====== GECITEERDE TEKST ======

Centra van de Geest
Rede, Gevoel, Beweging en Instinct
In de filosofie van de Vierde Weg die door P.D. Ouspensky in het begin van de vorige eeuw naar West Europa is gebracht, maakt de menselijke geest gebruik van vier geestelijke Centra. Vaak wordt dit een psychologische indeling genoemd, maar het is veel meer dan dat. De vier Centra bestaan namelijk in vele levende wezens in de fauna op onze wereld, niet alleen in de mens. Hoe deze vier Centra hun werk doen in dierlijke wezens, is per soort verschillend. Hier een uitleg van de vier Centra in de mens, te beginnen met het Instinct-centrum.
Instinct-centrum
Vaak wordt gesproken van ons reptielenbrein, maar beter kunnen we spreken over ons Instinct-centrum. De werking van dit Centrum bepaalt al onze autonome lichamelijke processen, en merendeels ook de half-autonome processen. Autonome processen zijn alle werkingen van ons lichaam waarover we met onze bewuste geest geen zeggenschap hebben, zoals: hartslag, transpiratie, spijsvertering e.d. Aan al die werkingen hoeven we geen aandacht te besteden om ze te laten voortduren, noch kunnen we ze werkelijk, d.w.z. langdurig beïnvloeden (en dit alleen na intensieve training). De werking van ons Instinct-centrum ligt volledig besloten in onze geïndividueerde essentie waarmee we als mens ter wereld kwamen. Op de half-autonome processen hebben we wel enige invloed. Zo kunnen we onze adem inhouden en onze ogen enige tijd niet laten knipperen. Maar verstandig is dit niet, tenzij het bewust met een doel wordt gedaan. Ook seks en seksuele aantrekking behoort tot dit Centrum en we hebben hier wel enige invloed op, maar in essentie ‘overkomt’ het ons.

====== OPGESLAGEN RIJEN ======

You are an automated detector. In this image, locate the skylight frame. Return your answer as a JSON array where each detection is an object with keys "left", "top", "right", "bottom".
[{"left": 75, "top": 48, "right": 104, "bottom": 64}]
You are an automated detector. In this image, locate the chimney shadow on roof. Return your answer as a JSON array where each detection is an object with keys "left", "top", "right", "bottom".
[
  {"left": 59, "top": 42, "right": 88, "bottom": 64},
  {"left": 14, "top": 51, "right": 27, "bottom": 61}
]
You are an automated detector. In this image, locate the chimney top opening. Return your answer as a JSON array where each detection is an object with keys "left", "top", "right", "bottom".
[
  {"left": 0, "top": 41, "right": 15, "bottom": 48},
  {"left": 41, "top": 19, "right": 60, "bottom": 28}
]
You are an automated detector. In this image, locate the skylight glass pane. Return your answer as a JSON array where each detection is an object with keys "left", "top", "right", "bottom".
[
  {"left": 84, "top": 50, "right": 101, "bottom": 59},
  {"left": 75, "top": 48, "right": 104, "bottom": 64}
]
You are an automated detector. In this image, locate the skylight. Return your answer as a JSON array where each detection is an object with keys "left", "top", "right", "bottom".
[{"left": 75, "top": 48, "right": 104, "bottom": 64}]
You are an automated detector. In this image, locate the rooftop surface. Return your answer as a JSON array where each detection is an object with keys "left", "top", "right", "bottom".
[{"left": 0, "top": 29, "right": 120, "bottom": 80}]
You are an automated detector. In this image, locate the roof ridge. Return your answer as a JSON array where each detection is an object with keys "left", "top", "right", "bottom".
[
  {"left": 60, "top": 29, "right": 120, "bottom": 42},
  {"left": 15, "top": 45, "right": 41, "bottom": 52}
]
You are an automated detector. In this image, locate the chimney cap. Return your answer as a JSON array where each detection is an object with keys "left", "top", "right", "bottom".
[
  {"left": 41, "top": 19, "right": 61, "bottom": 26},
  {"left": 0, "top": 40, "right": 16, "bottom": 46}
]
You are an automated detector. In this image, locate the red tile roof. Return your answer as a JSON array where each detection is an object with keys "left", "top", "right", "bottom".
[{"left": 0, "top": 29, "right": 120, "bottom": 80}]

======

> [TE DOEN]:
- a) Schrijf uit de tekst over de centra van de geest het stuk over dat begint bij de woorden "Centra van de" en stopt na "met het Instinct-centrum.".
- b) Zet de tekst over de centra van de geest voort, te beginnen na de laatste zin ervan.

> [ANTWOORDEN]:
- a)
Centra van de Geest
Rede, Gevoel, Beweging en Instinct
In de filosofie van de Vierde Weg die door P.D. Ouspensky in het begin van de vorige eeuw naar West Europa is gebracht, maakt de menselijke geest gebruik van vier geestelijke Centra. Vaak wordt dit een psychologische indeling genoemd, maar het is veel meer dan dat. De vier Centra bestaan namelijk in vele levende wezens in de fauna op onze wereld, niet alleen in de mens. Hoe deze vier Centra hun werk doen in dierlijke wezens, is per soort verschillend. Hier een uitleg van de vier Centra in de mens, te beginnen met het Instinct-centrum.

- b)
Het Instinct-centrum in de mens is (naast de autonome lichamelijke processen) verantwoordelijk voor ‘instinctieve reacties’ die vaak zijn beschreven als het oude ‘reptielenbrein’ dat reageert op externe omstandigheden, zoals de bekende ‘fight, flee and freeze’-reacties. Maar er zijn meer instinctieve processen werkzaam, vooral als een mens in zeer primitieve omstandigheden leeft, of in een grote onbewustheid.
In mens en dier ligt de werking van het Instinct-centrum vast bepaald. Omdat dit Centrum in ons autonoom functioneert, is het nu niet zinnig om ons hier mee bezig te houden bij onze ontwikkeling naar innerlijke vrijheid. (Onze intuïtie behoort niet tot dit Centrum, zoals vaak wordt beweerd). Maar, omdat bijvoorbeeld ook seks voor een groot deel door dit Centrum is bepaald, zal het later aan de orde kunnen komen. Voorlopig bestuderen we onze andere drie Centra, omdat daar een spoedige ontwikkeling mogelijk is, als we er ons echt voor gaan inzetten.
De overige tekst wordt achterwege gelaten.